◆ Information provided ◆
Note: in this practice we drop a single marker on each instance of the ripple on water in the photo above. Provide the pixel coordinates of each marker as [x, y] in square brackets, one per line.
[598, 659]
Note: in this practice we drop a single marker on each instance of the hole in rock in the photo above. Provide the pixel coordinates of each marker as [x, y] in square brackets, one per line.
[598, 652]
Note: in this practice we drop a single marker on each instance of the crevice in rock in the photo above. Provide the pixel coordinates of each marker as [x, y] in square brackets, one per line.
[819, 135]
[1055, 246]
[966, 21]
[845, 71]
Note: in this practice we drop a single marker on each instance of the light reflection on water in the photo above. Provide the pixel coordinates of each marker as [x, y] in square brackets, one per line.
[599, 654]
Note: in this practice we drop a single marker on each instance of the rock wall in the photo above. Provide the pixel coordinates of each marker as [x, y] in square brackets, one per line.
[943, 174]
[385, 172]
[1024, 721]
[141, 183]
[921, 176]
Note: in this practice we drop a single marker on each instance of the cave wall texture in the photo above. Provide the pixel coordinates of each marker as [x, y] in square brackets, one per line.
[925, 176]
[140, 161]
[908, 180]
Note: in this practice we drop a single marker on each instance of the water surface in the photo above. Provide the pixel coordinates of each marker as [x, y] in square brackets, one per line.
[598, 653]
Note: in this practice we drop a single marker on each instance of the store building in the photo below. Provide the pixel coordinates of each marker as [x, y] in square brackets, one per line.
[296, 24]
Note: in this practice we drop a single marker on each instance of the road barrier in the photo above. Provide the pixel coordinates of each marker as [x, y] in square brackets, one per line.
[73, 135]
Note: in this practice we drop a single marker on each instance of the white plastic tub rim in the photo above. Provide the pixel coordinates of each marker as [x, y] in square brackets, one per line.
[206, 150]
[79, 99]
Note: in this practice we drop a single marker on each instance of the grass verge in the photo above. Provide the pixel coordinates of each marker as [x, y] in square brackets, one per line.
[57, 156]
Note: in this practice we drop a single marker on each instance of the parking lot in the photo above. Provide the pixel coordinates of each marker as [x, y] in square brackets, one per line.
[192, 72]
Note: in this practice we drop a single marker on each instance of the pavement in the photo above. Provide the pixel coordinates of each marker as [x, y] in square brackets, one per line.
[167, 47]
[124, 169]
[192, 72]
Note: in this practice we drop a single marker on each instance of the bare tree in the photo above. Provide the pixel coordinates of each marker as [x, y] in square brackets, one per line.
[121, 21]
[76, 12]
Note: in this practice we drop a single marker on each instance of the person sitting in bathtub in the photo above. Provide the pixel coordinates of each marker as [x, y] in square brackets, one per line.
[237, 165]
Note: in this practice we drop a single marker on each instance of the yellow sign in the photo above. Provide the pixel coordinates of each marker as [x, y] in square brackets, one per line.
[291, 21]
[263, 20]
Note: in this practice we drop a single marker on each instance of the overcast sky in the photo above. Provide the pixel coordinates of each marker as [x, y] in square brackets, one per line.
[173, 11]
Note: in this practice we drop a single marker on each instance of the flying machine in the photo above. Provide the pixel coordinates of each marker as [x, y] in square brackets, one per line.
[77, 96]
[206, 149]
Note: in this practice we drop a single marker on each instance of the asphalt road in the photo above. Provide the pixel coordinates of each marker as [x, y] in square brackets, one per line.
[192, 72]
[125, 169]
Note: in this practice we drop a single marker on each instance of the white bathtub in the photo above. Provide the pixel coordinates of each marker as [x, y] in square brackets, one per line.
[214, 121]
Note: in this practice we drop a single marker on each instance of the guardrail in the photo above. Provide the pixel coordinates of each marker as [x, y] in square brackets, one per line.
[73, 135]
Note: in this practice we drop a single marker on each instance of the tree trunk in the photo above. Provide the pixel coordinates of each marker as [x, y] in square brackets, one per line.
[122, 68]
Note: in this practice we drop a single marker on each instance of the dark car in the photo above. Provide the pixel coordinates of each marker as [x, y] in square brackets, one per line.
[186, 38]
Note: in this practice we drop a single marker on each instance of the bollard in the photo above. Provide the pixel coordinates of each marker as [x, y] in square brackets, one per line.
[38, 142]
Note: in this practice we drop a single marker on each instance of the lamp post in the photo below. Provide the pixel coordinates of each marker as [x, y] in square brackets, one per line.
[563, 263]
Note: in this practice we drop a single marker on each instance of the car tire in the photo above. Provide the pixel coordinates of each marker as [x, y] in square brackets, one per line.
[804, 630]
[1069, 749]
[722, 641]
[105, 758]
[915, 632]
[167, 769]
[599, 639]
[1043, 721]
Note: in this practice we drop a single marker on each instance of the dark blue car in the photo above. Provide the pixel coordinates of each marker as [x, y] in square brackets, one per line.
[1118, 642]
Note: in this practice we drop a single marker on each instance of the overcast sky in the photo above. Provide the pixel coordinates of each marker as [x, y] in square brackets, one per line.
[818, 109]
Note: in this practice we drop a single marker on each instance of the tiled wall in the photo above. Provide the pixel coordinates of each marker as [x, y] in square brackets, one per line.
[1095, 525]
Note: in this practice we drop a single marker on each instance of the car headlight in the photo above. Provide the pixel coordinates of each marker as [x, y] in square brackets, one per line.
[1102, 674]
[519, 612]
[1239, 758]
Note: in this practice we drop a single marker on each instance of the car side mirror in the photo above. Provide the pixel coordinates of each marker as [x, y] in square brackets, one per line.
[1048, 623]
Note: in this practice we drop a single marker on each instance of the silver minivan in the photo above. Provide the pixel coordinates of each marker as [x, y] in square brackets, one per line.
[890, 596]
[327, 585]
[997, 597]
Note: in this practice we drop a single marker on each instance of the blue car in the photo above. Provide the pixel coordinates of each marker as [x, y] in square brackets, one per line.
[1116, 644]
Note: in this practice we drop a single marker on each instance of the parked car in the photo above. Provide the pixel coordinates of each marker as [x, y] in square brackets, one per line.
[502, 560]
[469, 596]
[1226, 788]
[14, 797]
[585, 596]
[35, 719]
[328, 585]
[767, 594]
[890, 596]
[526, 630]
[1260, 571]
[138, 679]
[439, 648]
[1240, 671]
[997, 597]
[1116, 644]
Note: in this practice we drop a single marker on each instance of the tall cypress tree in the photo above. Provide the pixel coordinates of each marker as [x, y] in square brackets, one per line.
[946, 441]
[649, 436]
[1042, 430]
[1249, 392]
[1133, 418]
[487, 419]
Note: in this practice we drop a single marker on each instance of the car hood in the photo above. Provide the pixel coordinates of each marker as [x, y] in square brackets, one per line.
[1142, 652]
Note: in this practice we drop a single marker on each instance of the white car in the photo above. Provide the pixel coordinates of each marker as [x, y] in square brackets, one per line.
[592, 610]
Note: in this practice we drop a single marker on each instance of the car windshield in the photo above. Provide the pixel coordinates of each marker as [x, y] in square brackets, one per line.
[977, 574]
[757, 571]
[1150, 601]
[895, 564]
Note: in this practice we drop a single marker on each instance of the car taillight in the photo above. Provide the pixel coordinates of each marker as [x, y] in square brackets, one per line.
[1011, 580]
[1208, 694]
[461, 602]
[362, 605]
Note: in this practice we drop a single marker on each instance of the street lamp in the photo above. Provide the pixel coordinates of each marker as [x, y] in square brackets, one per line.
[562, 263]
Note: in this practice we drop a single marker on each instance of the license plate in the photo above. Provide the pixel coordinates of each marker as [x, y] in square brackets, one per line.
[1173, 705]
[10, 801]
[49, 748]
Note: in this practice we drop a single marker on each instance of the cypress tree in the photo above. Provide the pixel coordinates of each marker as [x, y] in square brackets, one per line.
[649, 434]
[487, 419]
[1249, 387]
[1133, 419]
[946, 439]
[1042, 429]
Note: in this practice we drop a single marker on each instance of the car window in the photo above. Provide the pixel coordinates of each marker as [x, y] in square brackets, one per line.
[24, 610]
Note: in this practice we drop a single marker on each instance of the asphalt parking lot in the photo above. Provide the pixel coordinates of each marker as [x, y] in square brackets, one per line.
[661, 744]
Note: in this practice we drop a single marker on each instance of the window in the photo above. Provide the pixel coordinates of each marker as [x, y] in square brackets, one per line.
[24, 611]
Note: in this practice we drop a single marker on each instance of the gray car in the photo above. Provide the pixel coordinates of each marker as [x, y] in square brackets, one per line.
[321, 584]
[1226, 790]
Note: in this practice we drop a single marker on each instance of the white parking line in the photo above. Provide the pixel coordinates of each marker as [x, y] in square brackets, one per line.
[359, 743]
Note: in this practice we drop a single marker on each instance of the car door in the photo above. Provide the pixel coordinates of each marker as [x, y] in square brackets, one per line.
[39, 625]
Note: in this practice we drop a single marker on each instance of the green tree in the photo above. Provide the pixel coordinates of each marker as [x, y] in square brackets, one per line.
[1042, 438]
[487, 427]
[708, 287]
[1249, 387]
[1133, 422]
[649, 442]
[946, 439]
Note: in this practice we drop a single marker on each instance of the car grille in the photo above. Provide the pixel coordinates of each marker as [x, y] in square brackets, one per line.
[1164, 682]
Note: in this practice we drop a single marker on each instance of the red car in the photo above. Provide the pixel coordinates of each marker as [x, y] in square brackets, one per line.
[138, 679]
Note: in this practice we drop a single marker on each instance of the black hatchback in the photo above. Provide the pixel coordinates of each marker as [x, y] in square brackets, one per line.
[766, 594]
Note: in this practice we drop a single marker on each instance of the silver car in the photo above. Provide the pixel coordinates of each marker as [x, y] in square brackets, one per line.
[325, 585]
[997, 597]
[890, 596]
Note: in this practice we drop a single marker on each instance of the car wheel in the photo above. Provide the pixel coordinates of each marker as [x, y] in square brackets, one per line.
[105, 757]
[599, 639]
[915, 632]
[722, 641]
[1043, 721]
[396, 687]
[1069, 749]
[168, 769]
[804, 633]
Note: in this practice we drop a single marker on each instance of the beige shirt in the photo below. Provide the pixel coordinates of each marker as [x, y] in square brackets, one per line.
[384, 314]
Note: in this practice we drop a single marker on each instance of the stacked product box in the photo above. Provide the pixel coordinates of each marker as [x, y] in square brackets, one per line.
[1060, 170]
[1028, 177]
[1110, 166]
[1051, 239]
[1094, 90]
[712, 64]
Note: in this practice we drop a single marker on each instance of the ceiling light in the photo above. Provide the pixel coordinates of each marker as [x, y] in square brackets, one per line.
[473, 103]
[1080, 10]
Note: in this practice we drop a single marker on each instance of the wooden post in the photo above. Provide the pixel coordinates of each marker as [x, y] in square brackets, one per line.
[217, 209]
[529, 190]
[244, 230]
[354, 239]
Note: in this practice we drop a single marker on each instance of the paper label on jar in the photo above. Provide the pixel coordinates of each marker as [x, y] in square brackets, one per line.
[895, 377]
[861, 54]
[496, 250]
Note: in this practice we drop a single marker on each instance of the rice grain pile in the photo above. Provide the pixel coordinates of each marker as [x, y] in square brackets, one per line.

◆ Your instructions ◆
Give again, exactly and with nothing added, the lines running from the one that contains "of the beige" to the last line of the material.

◆ Output of the exercise ◆
Note: in this practice we drop a single marker on each instance of the beige shirt in the photo below. Provide the pixel coordinates of each marker as [x, y] in square brackets, one per line.
[384, 314]
Note: in this practice we drop a single marker on each instance of the stacked product box in the photo above. Provide the pixel coordinates of each marker as [x, y] in square brackets, one per line.
[1060, 170]
[1028, 177]
[1110, 166]
[1051, 239]
[1094, 90]
[712, 64]
Note: in this practice we drop a single marker on each instance of the ceiling light in the photo above. Provide the pixel coordinates of each marker as [x, y] in square brackets, one per line.
[473, 103]
[1080, 10]
Note: in this practice we drop a single marker on each instance of the wooden post in the photo above. Provide the pixel coordinates of each marker as [x, y] in square brackets, one per line.
[217, 209]
[529, 190]
[244, 230]
[354, 239]
Note: in this practice we drop a single marker on each instance of the paper label on jar in the photo above. Provide the pixel coordinates of each marker as [x, y] in square brackets, one per line.
[895, 377]
[861, 54]
[496, 250]
Note: in this practice we drop a single marker on each instance of the rice grain pile in the photo above. Provide the pixel coordinates of each marker as [x, y] in square brackets, one per line.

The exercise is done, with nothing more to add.